▸ **What you need to do**: How many lines in the data below contain the string "positive", with case counting? Reply with the number alone.

▸ **Information supplied**:

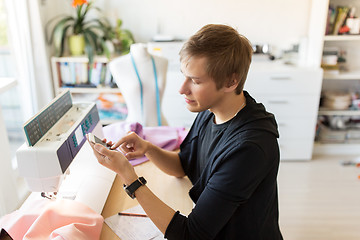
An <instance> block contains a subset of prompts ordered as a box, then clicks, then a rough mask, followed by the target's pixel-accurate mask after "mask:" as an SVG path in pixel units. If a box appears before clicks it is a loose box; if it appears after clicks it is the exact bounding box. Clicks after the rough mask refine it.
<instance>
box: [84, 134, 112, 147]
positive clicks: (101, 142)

==

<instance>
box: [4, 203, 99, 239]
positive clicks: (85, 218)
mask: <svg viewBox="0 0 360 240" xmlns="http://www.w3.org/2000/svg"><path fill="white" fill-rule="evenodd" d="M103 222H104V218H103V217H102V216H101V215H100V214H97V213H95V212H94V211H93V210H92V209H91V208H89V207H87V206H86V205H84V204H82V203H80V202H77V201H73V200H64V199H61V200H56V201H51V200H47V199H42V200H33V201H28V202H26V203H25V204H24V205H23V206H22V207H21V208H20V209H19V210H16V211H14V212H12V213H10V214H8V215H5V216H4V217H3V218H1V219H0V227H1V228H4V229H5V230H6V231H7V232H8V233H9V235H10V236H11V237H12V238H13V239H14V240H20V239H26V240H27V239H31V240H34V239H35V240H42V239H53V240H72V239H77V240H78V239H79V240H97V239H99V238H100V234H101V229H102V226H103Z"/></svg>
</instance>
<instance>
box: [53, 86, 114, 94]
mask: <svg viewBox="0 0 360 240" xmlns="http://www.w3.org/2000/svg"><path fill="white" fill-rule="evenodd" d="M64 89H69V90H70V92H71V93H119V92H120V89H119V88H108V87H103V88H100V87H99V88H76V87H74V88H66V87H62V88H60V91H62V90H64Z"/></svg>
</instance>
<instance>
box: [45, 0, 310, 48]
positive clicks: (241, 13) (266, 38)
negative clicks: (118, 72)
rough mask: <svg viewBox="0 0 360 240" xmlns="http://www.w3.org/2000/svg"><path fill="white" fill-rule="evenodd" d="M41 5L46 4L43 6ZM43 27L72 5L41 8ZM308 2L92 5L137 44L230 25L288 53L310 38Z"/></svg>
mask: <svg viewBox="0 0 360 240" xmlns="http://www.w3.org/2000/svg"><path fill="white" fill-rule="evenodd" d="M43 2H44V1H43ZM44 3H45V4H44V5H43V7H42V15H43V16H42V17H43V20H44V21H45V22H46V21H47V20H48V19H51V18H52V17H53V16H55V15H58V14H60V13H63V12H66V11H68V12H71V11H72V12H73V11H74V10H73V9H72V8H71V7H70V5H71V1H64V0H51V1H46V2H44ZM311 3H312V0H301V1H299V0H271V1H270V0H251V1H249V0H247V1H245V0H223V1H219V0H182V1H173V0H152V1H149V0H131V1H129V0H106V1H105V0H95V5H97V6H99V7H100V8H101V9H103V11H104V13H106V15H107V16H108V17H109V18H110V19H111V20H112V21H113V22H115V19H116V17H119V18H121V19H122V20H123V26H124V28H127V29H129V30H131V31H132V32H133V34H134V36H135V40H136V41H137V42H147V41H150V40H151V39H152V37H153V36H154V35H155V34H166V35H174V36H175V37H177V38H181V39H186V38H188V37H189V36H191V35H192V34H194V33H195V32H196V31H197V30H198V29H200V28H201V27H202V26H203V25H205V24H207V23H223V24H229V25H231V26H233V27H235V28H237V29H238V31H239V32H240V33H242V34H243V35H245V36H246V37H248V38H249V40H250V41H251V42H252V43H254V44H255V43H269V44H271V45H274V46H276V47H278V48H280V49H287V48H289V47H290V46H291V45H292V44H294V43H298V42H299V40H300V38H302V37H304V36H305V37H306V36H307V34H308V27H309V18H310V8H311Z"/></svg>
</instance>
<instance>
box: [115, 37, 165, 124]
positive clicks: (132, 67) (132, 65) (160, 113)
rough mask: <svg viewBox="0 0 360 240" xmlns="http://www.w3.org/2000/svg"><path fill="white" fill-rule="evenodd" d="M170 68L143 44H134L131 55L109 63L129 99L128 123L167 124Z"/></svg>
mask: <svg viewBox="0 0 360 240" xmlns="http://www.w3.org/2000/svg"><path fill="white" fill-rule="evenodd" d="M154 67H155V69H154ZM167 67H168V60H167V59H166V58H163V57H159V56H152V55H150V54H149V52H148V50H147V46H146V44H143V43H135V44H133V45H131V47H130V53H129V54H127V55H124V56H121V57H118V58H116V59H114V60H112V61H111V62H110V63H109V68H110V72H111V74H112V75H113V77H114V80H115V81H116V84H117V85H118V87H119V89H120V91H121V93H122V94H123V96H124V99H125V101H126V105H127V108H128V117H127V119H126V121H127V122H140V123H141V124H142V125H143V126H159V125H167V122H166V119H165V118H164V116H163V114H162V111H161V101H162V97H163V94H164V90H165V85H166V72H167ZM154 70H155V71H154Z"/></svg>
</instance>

▸ **The answer**: 4